MATERIAL PROVIDED start
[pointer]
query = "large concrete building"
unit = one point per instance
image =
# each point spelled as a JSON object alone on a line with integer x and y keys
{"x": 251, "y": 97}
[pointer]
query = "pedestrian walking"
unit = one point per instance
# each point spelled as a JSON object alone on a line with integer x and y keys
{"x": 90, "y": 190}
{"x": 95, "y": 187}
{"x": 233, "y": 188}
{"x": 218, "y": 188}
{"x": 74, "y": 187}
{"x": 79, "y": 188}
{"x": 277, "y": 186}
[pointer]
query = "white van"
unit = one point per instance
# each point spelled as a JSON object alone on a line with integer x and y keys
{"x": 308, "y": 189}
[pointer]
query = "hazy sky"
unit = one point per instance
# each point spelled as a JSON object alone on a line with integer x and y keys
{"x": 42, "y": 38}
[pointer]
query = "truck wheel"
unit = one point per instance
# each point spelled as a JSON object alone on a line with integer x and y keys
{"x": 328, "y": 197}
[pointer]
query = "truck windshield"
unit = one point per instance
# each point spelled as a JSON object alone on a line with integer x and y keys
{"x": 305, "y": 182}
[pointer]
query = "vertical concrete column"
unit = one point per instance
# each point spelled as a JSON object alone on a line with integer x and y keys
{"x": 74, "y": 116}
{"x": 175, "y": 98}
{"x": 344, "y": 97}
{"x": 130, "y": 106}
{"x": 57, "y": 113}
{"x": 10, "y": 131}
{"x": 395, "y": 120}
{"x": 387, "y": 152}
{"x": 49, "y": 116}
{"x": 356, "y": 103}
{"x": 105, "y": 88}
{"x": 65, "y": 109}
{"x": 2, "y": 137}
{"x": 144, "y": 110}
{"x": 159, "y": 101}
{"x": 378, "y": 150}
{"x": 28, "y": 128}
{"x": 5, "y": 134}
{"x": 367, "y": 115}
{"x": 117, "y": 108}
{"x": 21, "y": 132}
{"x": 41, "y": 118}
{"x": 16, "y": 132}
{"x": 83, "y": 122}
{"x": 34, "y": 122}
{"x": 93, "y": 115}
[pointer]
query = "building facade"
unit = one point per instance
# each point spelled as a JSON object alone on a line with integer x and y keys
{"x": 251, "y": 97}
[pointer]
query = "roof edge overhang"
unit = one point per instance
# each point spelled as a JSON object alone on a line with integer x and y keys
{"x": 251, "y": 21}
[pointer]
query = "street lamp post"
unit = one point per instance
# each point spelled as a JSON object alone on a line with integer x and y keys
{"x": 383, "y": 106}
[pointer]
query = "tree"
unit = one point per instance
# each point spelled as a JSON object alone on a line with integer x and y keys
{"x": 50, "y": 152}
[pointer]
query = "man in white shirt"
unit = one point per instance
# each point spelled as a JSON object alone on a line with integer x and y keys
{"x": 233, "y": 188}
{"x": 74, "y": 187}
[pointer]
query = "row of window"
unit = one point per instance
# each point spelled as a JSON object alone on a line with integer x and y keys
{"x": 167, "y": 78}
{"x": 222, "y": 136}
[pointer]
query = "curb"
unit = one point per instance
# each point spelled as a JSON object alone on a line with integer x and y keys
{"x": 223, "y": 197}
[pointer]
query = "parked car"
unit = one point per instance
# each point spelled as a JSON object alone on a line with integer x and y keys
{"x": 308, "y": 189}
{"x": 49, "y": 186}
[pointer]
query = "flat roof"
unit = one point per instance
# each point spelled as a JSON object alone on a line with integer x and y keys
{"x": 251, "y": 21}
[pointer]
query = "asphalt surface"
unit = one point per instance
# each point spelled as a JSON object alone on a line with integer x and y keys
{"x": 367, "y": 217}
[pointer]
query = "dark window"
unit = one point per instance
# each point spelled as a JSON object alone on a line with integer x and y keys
MATERIAL PROVIDED end
#### WORK INSTRUCTIONS
Make an exact copy of all the data.

#### EXERCISE OUTPUT
[pointer]
query = "large concrete building"
unit = one point per instance
image =
# each point spelled as a JSON object alone on a line with integer x and y keys
{"x": 251, "y": 97}
[pointer]
query = "pedestrian walking"
unit = one point per instance
# each point spelled as a JSON object alone on a line with integer x and y keys
{"x": 90, "y": 190}
{"x": 95, "y": 187}
{"x": 233, "y": 188}
{"x": 218, "y": 188}
{"x": 74, "y": 187}
{"x": 79, "y": 188}
{"x": 277, "y": 186}
[pointer]
query = "white van"
unit = one point per instance
# each point spelled as a JSON object alone on a line with integer x and y keys
{"x": 308, "y": 189}
[pointer]
query = "hazy sky"
unit = one point per instance
# each point spelled as a JSON object alone on a line with integer x and y keys
{"x": 42, "y": 38}
[pointer]
query = "truck wheel"
unit = one point per instance
# each point spelled as a JSON object alone on a line with integer x and y keys
{"x": 328, "y": 197}
[pointer]
query = "truck windshield"
unit = one point per instance
# each point spelled as a JSON object alone on a line with integer x and y keys
{"x": 305, "y": 182}
[pointer]
query = "vertical concrete column"
unit = one point per instance
# each point spelled as a JSON object alone on a line with integer x and y keys
{"x": 74, "y": 116}
{"x": 175, "y": 98}
{"x": 344, "y": 97}
{"x": 130, "y": 106}
{"x": 57, "y": 113}
{"x": 10, "y": 131}
{"x": 395, "y": 120}
{"x": 387, "y": 152}
{"x": 49, "y": 116}
{"x": 356, "y": 103}
{"x": 105, "y": 88}
{"x": 65, "y": 109}
{"x": 2, "y": 137}
{"x": 144, "y": 110}
{"x": 159, "y": 101}
{"x": 378, "y": 150}
{"x": 28, "y": 128}
{"x": 5, "y": 134}
{"x": 367, "y": 115}
{"x": 117, "y": 108}
{"x": 21, "y": 132}
{"x": 41, "y": 118}
{"x": 16, "y": 132}
{"x": 83, "y": 122}
{"x": 34, "y": 122}
{"x": 93, "y": 115}
[pointer]
query = "building facade"
unit = one point per instance
# each point spelled as a JSON object alone on a line with integer x and y keys
{"x": 251, "y": 97}
[pointer]
query = "roof edge overhang"
unit = one point per instance
# each point spelled as a JSON object alone on a line with integer x and y keys
{"x": 251, "y": 21}
[pointer]
query = "street lamp post"
unit = one point per instance
# each point spelled as a JSON object alone on a line with integer x and y keys
{"x": 383, "y": 106}
[pointer]
query = "tree"
unit = one point per instance
# each point spelled as a JSON object alone on a line with integer x and y keys
{"x": 50, "y": 152}
[pointer]
query = "man in white shirt"
unit = one point per instance
# each point spelled as a JSON object alone on a line with integer x and y keys
{"x": 233, "y": 188}
{"x": 74, "y": 187}
[pointer]
query = "row of window"
unit = one point per instance
# each point spelled as a JSON object alone on a line with integer x and y keys
{"x": 167, "y": 78}
{"x": 222, "y": 136}
[pointer]
query = "curb"
unit = one point per instance
# each point spelled as a JSON object alone on a line with integer x and y keys
{"x": 223, "y": 197}
[pointer]
query = "parked car"
unit = one point per instance
# each point spelled as a JSON object alone on a line with integer x and y keys
{"x": 308, "y": 189}
{"x": 49, "y": 186}
[pointer]
query = "flat roof"
unit = one point per instance
# each point spelled as a JSON object alone on a line with integer x and y keys
{"x": 251, "y": 21}
[pointer]
query = "asphalt surface"
unit = one point per instance
# each point spelled as a JSON object alone on a line with integer x and y keys
{"x": 367, "y": 217}
[pointer]
query = "dark window"
unit = one point per instance
# each point spelled as a JSON object alone on a line with integer x and y keys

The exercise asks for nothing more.